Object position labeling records
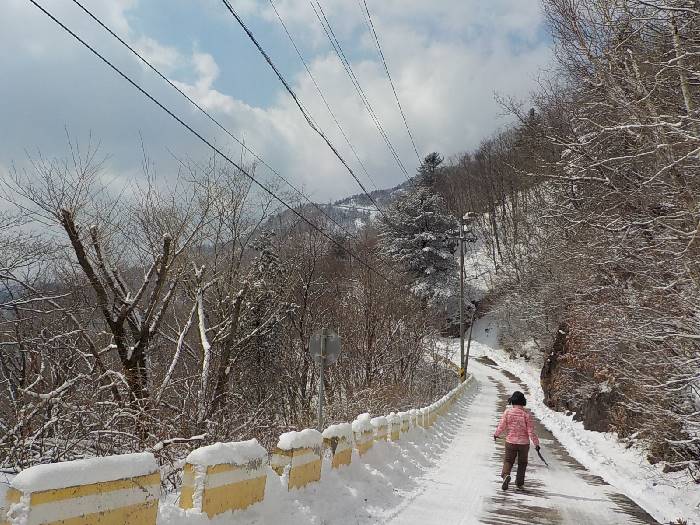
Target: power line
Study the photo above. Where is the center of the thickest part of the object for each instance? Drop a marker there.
(338, 48)
(388, 74)
(205, 112)
(298, 103)
(189, 128)
(320, 92)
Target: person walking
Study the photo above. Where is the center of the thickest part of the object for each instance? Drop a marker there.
(520, 431)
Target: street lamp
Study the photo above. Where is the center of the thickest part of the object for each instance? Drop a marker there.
(464, 222)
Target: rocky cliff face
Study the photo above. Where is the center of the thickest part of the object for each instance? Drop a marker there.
(567, 389)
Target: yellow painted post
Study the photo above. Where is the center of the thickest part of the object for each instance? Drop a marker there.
(224, 477)
(4, 492)
(413, 418)
(394, 421)
(363, 434)
(122, 490)
(338, 439)
(299, 455)
(380, 426)
(405, 422)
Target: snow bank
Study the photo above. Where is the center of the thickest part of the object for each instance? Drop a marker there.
(378, 422)
(666, 497)
(341, 430)
(362, 423)
(308, 438)
(239, 453)
(85, 472)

Aim: Print the records above word for word, but leave out the pictures.

Final answer:
Target: power line
Study the photo above. Where is the center of the thickest part of the object for each instance? Drop a marker there.
(338, 48)
(388, 74)
(205, 112)
(298, 103)
(189, 128)
(320, 92)
Target: person walking
Study the photo above. Where is the center of the thickest part of the object for each instance? Drop a marker there.
(520, 431)
Target: street lamp
Study the photo above. Where is the center of the thickest part of the object for each instance? Drop a marker there.
(464, 222)
Target: rocky cliff face
Study the photo above. Where is the center of the thickest part of the object for each instance? Drop a marker there.
(567, 389)
Target: yellow painted post
Study the photo above. Where is the center of the thickest part of the object for each instance? Drop a marker there.
(224, 477)
(4, 492)
(413, 418)
(394, 421)
(363, 434)
(122, 490)
(338, 439)
(299, 455)
(380, 426)
(405, 422)
Target: snow bank
Study the photo above. Where is the center of the thickest part of the object for each instance? Drop a marker there.
(378, 422)
(666, 497)
(341, 430)
(362, 423)
(308, 438)
(239, 453)
(85, 472)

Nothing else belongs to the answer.